### Metin

Hemme’nin Öldüğü Günlerden Biri
(Yön: Murat Fıratoğlu)
Borç batağına saplanmış tarım işçisi Eyüp’ün yevmiye ödemesini geciktiren işvereni Hemme’nin peşinde bir gün boyunca Siverek sokaklarını arşınladığı film, yönetmen Murat Fıratoğlu’nun ilk uzun metrajı. Venedik’ten Jüri Özel Ödülü alan ve muhtelif ulusal festivallerden en yüksek payeyle ayrılan film, ağır konusuna rağmen sakin temposu ve sade anlatımıyla sinemada görmeye alıştığımız zoraki dram ve gerilimleri ters yüz ediyor. Eyüp kameranın önünden yürüyüp giderken sokaklar, avlular, tarlalar ve günlük hayatın rutini yerli yerinde kalıyor. Yiğit Atılgan

Mukadderat
(Yön: Nadim Güç)
45 yıllık evliliğinin ardından hayatına tek başına devam etmek istemeyen Sultan, eşinin ölümünün ertesi gününde evlenmek istediğini söylemesiyle tepkileri çekiyor fakat “Elalem ne der?” ile “Bu yaştan sonra ne evliliği?” soruları Sultan’a geri adım attırmıyor. Bir ölümün ardından evde yalnız kalan aile üyelerinin gülmeye başlamasına, gözlerinden yaş gelecek kadar kahkaha atmasına “sarı kahkaha” der Burhan Sönmez, İstanbul İstanbul adlı kitabında. Baştan sona bir sarı kahkaha olan Mukadderat, ölümün ardından gelen hüzünle çok ilgilenmiyor; yer yer sarsıcı cümleler ile hüznünü hissettirse de odağına güldürmeyi alıyor. Zelal Buldan

On Saniye
(Yön: Ceylan Özgün Özçelik)
Bir lise öğrencisinin kedisini öldürüp bunu videoya çekmesi, bu videoyu WhatsApp grubunda paylaşması ve daha da ötesi ölü kediyi okula getirmesi sonucu öğrencinin okuldan atılmasına karar veriliyor On Saniye’de. Okuldan atılma kararı üzerine, daha önce hiçbir veli toplantısına gelmemiş olan Yasemin bu kararı değiştirmek için rehberlik öğretmeni İpek’i ziyaret edince psikolojik savaş başlıyor. Bizleri Özel Fener Rum Lisesi’nin kapısından içeri sokan ve film boyunca orada bırakan On Saniye, özellikle senaryosu ve teknik detayları ile dikkat çekiyor. Kamera hareketleri anlam yaratmakta ustaca kullanılırken, ses ise gerilimin dozunu artıran en büyük araç oluyor. Zelal Buldan

Ölü Mevsim
(Yön: Doğuş Algün)

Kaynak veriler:
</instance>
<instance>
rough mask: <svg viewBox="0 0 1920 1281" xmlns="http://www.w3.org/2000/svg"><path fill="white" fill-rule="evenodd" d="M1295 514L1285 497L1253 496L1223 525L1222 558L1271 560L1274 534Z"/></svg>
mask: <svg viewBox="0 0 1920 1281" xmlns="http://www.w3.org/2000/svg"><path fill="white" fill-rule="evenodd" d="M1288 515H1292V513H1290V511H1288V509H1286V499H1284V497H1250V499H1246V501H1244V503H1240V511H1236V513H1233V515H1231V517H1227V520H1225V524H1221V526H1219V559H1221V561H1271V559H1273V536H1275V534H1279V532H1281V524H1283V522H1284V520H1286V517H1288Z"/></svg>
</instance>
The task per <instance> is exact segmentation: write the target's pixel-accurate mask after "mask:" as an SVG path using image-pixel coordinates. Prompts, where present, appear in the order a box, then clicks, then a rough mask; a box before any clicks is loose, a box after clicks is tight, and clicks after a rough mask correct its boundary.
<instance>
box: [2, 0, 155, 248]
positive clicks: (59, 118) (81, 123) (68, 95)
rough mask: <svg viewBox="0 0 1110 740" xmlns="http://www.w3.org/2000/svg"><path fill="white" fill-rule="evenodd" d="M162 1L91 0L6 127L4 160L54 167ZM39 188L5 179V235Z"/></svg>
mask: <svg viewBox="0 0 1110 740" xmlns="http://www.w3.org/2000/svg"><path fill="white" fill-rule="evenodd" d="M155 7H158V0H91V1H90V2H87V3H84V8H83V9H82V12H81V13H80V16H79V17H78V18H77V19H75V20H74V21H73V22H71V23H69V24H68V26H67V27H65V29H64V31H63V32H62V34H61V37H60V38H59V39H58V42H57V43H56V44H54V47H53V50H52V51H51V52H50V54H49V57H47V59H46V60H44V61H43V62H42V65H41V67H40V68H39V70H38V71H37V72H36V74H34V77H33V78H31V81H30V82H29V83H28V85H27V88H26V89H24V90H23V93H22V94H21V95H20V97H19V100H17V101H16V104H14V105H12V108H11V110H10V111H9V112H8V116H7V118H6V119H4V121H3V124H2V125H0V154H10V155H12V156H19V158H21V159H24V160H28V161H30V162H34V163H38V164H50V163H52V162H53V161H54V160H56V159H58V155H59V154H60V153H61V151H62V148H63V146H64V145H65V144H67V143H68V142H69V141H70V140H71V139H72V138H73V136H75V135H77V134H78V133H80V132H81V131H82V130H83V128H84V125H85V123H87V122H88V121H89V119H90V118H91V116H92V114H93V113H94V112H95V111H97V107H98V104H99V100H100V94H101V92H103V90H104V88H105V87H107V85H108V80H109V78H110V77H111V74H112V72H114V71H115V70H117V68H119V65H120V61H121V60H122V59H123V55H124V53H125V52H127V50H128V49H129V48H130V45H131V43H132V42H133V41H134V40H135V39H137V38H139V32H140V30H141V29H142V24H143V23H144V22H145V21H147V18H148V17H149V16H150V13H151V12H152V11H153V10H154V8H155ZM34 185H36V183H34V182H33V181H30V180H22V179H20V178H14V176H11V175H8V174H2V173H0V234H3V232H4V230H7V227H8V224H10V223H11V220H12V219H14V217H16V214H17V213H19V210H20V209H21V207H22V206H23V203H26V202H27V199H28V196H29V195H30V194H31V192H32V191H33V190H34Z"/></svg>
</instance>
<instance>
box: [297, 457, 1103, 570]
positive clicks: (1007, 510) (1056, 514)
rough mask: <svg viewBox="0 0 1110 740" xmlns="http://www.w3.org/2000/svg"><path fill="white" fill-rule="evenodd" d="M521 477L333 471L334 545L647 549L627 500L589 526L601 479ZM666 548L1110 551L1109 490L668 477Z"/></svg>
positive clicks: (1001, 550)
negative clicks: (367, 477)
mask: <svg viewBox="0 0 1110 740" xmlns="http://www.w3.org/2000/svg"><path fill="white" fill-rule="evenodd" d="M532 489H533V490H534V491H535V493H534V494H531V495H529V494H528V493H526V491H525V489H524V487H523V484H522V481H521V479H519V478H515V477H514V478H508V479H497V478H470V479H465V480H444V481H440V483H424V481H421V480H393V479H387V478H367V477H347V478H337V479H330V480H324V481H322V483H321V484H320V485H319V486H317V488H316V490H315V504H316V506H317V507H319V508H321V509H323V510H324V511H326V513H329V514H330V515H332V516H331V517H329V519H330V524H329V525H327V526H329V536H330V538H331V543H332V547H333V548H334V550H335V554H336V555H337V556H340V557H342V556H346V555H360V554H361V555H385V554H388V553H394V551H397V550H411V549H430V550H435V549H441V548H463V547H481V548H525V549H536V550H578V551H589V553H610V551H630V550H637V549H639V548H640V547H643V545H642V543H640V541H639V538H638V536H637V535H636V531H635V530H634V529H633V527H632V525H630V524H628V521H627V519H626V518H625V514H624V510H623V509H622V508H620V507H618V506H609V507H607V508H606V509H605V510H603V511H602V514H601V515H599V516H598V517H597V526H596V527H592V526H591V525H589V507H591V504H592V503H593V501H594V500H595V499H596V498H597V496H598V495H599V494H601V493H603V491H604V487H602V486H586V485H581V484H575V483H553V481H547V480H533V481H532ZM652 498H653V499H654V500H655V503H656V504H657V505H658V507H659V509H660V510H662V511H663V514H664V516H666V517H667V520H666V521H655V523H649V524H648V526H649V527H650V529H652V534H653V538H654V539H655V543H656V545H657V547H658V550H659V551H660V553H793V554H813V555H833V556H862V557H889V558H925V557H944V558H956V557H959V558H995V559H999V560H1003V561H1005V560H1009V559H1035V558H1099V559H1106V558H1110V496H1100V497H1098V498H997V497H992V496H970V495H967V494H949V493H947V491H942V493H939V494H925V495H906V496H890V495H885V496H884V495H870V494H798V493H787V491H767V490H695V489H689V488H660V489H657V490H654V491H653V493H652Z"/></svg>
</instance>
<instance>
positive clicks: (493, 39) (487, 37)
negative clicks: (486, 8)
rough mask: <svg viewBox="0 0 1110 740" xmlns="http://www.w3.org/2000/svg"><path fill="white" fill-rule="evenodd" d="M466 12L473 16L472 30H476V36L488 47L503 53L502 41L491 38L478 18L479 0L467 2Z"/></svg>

### Yapılacak iş
Metne göre aşağıdaki soruları yanıtlayın:
1. Hemme’nin Öldüğü Günlerden Biri Venedik’ten hangi ödülü aldı?
2. Mukadderat’taki Sultan kaç yıllık evliliğin ardından hayatına tek başına devam etmek istemiyor?
3. On Saniye’de Yasemin okuldan atılma kararını değiştirmek için kimi ziyaret ediyor?

### Yanıt aşağıda
1. Jüri Özel Ödülü.
2. 45 yıllık.
3. Rehberlik öğretmeni İpek’i.